Five Reasons Why the Conservatives Deserve to Lose the Next Election

The scale of the problem

Please: can someone stop his job being so ludicrously easy?

1. Cowardice. Whose bright idea was it to ban Nigel Farage from speaking at the Tory conference in Manchester? And what kind of signal does this send out to all those waverers in the party wondering whether or not to transfer the allegiances to UKIP?

“We’re so concerned that Nigel Farage might tell you stuff that you want to hear that we’ve decided not to let you hear it.”

** Material **

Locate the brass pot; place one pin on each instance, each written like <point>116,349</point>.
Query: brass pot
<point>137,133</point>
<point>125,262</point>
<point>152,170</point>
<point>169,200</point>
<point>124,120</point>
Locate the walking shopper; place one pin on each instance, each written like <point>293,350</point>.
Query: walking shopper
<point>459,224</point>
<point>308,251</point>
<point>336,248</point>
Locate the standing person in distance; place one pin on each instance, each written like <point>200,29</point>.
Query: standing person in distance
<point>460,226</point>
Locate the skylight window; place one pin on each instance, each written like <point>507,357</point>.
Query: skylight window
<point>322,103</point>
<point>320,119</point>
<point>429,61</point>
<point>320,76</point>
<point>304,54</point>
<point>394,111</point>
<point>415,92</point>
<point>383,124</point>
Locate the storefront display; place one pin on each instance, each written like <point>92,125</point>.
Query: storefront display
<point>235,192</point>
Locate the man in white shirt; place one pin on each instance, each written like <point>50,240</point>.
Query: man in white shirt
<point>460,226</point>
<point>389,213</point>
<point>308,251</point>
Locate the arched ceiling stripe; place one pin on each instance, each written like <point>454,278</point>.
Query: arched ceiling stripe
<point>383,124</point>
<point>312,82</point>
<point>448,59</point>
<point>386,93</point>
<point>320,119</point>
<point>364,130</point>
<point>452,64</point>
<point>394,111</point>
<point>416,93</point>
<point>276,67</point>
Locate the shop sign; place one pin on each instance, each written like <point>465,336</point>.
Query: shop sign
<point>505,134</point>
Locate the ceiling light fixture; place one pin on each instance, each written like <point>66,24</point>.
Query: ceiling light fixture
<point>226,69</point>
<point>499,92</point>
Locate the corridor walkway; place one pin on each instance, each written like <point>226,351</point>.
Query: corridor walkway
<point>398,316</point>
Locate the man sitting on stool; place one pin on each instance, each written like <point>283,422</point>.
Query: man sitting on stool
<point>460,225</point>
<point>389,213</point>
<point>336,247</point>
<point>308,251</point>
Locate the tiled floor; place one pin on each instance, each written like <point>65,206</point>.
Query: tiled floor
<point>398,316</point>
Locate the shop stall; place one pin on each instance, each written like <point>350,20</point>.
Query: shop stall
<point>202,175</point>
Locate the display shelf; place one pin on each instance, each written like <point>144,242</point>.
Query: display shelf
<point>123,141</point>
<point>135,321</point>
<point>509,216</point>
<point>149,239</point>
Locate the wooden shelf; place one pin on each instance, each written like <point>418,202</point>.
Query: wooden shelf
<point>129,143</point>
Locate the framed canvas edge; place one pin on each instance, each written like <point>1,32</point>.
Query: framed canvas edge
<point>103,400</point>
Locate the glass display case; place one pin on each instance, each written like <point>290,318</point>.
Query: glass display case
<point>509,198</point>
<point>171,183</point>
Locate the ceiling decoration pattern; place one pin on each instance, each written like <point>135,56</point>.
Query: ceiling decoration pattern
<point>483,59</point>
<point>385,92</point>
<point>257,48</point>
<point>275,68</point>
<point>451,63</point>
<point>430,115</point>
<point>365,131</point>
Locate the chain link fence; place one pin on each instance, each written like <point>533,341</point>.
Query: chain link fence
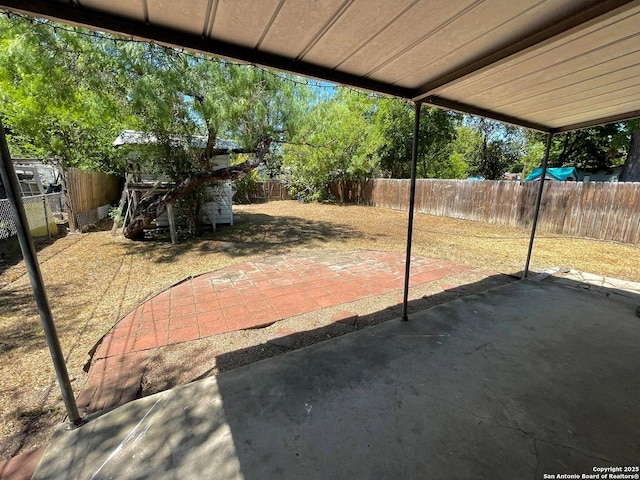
<point>42,212</point>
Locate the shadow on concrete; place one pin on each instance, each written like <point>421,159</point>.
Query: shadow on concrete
<point>525,379</point>
<point>251,234</point>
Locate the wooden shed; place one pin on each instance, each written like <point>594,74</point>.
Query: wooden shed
<point>217,210</point>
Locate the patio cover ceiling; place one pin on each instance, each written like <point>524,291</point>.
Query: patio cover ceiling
<point>552,66</point>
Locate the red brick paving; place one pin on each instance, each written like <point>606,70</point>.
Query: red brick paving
<point>242,296</point>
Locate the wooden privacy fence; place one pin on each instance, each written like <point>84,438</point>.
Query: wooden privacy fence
<point>90,192</point>
<point>607,211</point>
<point>270,190</point>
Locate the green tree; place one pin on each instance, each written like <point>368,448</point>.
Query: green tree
<point>336,142</point>
<point>395,121</point>
<point>496,148</point>
<point>591,148</point>
<point>61,97</point>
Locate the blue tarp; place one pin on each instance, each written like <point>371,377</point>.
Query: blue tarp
<point>562,174</point>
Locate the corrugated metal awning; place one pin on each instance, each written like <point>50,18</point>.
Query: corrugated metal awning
<point>549,65</point>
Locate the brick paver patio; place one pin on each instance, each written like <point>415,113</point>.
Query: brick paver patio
<point>248,295</point>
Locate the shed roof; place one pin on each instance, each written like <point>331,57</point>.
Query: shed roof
<point>551,65</point>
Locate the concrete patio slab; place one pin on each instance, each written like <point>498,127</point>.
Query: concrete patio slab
<point>526,379</point>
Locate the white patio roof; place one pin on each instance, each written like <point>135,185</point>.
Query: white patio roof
<point>551,65</point>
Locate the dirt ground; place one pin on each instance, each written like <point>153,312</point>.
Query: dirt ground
<point>94,279</point>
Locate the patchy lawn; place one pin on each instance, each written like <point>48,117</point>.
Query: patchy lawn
<point>94,279</point>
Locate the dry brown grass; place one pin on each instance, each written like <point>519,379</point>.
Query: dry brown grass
<point>94,279</point>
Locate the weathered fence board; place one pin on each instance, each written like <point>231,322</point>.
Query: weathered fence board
<point>608,211</point>
<point>87,191</point>
<point>270,190</point>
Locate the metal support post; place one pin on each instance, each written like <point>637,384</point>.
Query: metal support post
<point>543,174</point>
<point>10,182</point>
<point>46,216</point>
<point>412,202</point>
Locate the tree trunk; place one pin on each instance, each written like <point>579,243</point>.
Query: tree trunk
<point>149,210</point>
<point>631,169</point>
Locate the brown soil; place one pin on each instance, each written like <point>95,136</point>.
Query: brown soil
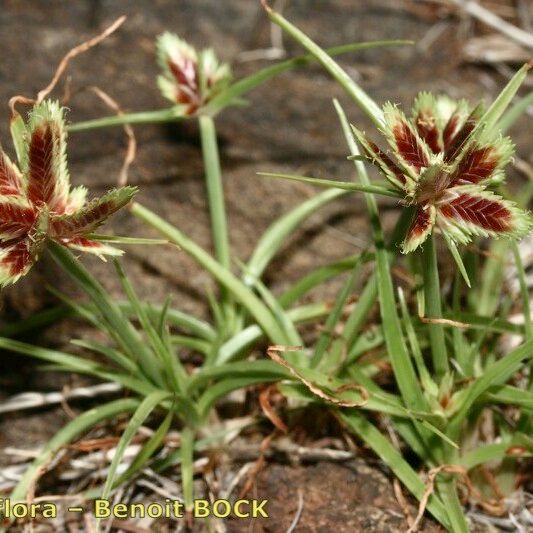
<point>289,126</point>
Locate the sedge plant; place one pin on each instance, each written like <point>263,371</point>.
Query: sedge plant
<point>451,374</point>
<point>145,342</point>
<point>447,364</point>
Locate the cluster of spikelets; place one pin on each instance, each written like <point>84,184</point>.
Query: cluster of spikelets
<point>37,203</point>
<point>443,163</point>
<point>190,78</point>
<point>440,159</point>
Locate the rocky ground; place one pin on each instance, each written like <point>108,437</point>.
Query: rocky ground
<point>288,126</point>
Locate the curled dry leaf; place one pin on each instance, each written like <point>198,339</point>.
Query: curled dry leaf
<point>274,353</point>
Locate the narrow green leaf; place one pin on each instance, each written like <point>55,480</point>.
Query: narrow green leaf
<point>245,85</point>
<point>240,292</point>
<point>393,459</point>
<point>113,355</point>
<point>147,450</point>
<point>273,238</point>
<point>359,96</point>
<point>139,416</point>
<point>124,331</point>
<point>433,307</point>
<point>457,258</point>
<point>344,185</point>
<point>396,347</point>
<point>495,374</point>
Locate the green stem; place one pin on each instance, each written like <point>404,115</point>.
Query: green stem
<point>447,490</point>
<point>215,198</point>
<point>240,292</point>
<point>187,473</point>
<point>144,117</point>
<point>215,190</point>
<point>433,307</point>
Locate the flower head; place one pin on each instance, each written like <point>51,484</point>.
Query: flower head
<point>443,163</point>
<point>37,203</point>
<point>189,78</point>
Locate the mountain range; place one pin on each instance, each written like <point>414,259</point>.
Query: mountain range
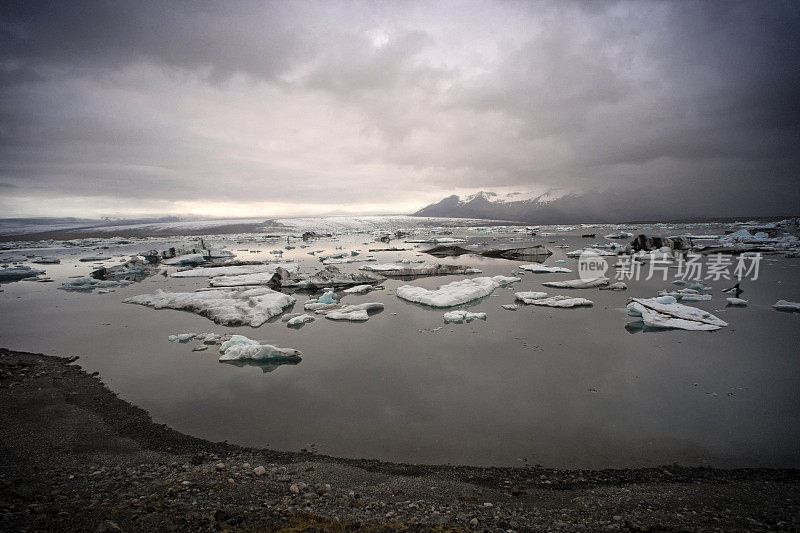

** Given task **
Retype the piece on why the Conservatives deserve to lose the next election word for word, from its title through its last line.

** Reply **
Five Reasons Why the Conservatives Deserve to Lose the Next Election

The scale of the problem

Please: can someone stop his job being so ludicrously easy?

1. Cowardice. Whose bright idea was it to ban Nigel Farage from speaking at the Tory conference in Manchester? And what kind of signal does this send out to all those waverers in the party wondering whether or not to transfer the allegiances to UKIP?

“We’re so concerned that Nigel Farage might tell you stuff that you want to hear that we’ve decided not to let you hear it.”